• [Document excerpt]
·····
A nearby site, almost within view of their existing village, has been earmarked for the move. But despite the anxiety of staying in place, moving has also caused division.
“Our original foundation is very sentimental and special to us. This is where our ancestors lived. It is not an easy thing for me to see the young people agree to this relocation,” said Ms Silina Tinai, a village elder.
“I am worried about the future generation of Cogea. There will be change here. Not only today but every day and every year ahead. For me, it pains me that we are about to leave this village,” she said.
This sentiment is common across the country. Deep cultural roots bond people to the land of their ancestors.
But for Mr Senicevuga, the community will never find peace of mind until they move to higher ground. The realities of climate change demand it, irrespective of the powerful ties to the past. For now, they are stuck in limbo waiting for funds to fully construct their new homes.
A moving date remains unclear.
“In my opinion, at least for my family, what they experienced during Cyclone Yasa will never be erased from their memory. The only better days for the future generation will be at the new site,” he said.
DOMESTIC REFUGEES
Critics of the relocation guidelines as they currently exist say culture is an overlooked factor behind official decision making.
The SOP strives to ensure that community social and cultural structures “are not dismantled as these bind the community together and is their social safety net in times of hardship”.
That means, for example, ensuring that communal spaces are maintained and the hierarchical order that exists within traditional villages is respected.
But there is conflict between indigenous knowledge and sensitivity and government bureaucracy trying to manage the practicalities of urgent and expensive projects, according to Mr Simione Sevudredre, the founder of Sau-Vaka Cultural Consultancy.
“For stakeholders, for governments, who are engaged in relocating communities due to climate change, it is very easy to overlook the spiritual intangible dimensions, because these are the invisible threads that anchor and bind our community to a place,” he said.
·····
[Pointing dataset excerpts]
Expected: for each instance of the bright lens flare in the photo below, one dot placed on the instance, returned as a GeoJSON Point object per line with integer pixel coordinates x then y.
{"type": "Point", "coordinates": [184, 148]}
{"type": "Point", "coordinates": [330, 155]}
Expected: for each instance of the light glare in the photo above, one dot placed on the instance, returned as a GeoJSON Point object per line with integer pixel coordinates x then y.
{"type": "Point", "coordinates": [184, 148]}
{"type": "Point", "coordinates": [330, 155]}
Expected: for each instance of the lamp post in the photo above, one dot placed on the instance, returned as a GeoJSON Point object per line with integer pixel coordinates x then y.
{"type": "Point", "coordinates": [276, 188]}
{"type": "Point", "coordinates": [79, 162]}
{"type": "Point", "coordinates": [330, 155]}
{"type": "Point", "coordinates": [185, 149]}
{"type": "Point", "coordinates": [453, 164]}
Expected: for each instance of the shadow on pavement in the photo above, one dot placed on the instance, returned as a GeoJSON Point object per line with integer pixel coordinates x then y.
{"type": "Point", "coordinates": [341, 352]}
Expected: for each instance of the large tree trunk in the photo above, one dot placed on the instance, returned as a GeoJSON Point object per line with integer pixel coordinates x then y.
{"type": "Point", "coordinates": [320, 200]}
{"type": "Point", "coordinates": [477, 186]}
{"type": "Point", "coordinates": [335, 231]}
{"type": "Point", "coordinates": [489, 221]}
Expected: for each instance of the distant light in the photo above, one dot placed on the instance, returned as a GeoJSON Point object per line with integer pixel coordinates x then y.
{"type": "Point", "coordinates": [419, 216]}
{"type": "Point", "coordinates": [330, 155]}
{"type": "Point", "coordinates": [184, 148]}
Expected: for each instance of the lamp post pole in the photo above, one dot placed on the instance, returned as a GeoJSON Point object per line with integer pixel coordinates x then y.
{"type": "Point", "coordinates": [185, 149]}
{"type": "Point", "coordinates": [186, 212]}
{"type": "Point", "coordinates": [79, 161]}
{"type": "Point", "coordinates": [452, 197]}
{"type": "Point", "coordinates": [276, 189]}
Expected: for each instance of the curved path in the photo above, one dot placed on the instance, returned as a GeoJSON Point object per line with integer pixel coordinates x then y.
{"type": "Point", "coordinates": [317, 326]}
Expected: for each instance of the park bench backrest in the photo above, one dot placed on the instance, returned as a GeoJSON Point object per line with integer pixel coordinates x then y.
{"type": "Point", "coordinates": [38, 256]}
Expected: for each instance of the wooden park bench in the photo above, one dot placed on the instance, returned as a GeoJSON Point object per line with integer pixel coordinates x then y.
·····
• [Set problem] Which people are named in the text about relocating the village?

• [Answer to this task]
- Ms Silina Tinai, a village elder
- Mr Senicevuga
- Mr Simione Sevudredre, the founder of Sau-Vaka Cultural Consultancy